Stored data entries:
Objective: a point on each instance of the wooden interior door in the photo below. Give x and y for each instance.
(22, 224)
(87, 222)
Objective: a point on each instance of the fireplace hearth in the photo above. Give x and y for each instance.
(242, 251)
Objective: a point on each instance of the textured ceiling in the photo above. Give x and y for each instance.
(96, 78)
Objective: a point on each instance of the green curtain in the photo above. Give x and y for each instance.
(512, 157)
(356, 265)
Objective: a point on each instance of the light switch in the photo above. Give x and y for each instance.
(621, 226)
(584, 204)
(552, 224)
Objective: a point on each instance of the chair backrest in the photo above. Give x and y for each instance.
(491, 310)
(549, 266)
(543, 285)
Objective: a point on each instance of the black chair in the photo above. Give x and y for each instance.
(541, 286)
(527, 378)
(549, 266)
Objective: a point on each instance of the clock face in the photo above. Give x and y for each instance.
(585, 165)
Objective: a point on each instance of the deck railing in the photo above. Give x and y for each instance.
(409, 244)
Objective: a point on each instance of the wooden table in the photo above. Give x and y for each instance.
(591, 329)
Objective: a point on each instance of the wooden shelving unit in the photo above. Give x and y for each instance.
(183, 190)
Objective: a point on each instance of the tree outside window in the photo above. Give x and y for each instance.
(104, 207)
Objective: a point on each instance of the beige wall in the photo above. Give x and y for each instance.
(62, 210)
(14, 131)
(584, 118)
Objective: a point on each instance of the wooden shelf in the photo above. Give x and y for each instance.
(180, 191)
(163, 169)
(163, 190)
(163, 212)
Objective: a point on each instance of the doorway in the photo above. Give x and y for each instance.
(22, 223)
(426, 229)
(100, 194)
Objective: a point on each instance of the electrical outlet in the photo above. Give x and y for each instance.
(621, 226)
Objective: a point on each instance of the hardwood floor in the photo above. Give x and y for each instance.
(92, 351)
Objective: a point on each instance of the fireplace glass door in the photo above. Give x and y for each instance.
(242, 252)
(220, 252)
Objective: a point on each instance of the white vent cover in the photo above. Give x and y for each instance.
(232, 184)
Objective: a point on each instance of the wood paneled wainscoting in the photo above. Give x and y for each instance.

→ REQUIREMENT: Write the data out in full, matching every line exactly.

→ SOLUTION FOR THIS TASK:
Objective: a point on each instance of the wooden interior door in the photo below. Give x and y for each instance.
(22, 224)
(87, 222)
Objective: a point on each instance of the fireplace hearth in the photo above. Give x and y for each instance.
(242, 251)
Objective: a point on each instance of the textured ceiling in the photo above. Give x and y for each instance.
(96, 78)
Objective: a point on each instance of the green curtain in the photo above. Give x and y for each instance.
(512, 157)
(356, 265)
Objective: a point on each instance of the light switch in the photo above. Give x and y for each instance.
(621, 226)
(584, 204)
(552, 224)
Objective: a point on each instance of the chair backrest in the photo above. Give x and y for each instance.
(491, 310)
(549, 266)
(543, 285)
Objective: a point on each instance of the black chair in the photo above. Give x and y for each instance.
(541, 286)
(527, 378)
(549, 266)
Objective: a point on each instance of the clock face in the photo above. Give x and y for each instance.
(585, 165)
Objective: a point on each instance of the deck railing in the photo above. Give x and y for each instance.
(409, 244)
Objective: a point on each instance of the wooden table in the photo above. Give x and y for each instance.
(591, 329)
Objective: a point on each instance of the wooden shelving unit in the photo above. Give x and y for each instance.
(183, 190)
Objective: a point on each instance of the tree outside window in the photo above. Give x and y for each instance.
(104, 207)
Objective: a point on each instance of the beige wall in the photo above. Give x and y for each instance.
(62, 210)
(14, 131)
(584, 118)
Objective: a point on each instance of the wooden shelf in the photo above. Give x and y for each instance.
(180, 191)
(163, 169)
(163, 190)
(163, 212)
Objective: a point on each instance of the doorway in the photo above. Give x and y for each instance.
(22, 223)
(426, 229)
(100, 194)
Objective: a point on each instance of the electrical outlet in the photo above. Give x and y for each instance.
(621, 226)
Objective: a point on each instance of the hardwood floor in the photo above. Give x and y for each instance.
(92, 351)
Objective: a point on each instance of the fireplace glass door in the photo above. Give x and y for each instance.
(242, 252)
(220, 252)
Objective: a point on each instance of the white vent cover in the photo above. Give x and y for each instance.
(232, 184)
Objective: a point on each instance of the wood paneled wainscoting in the photo above. Give x and y for each instance.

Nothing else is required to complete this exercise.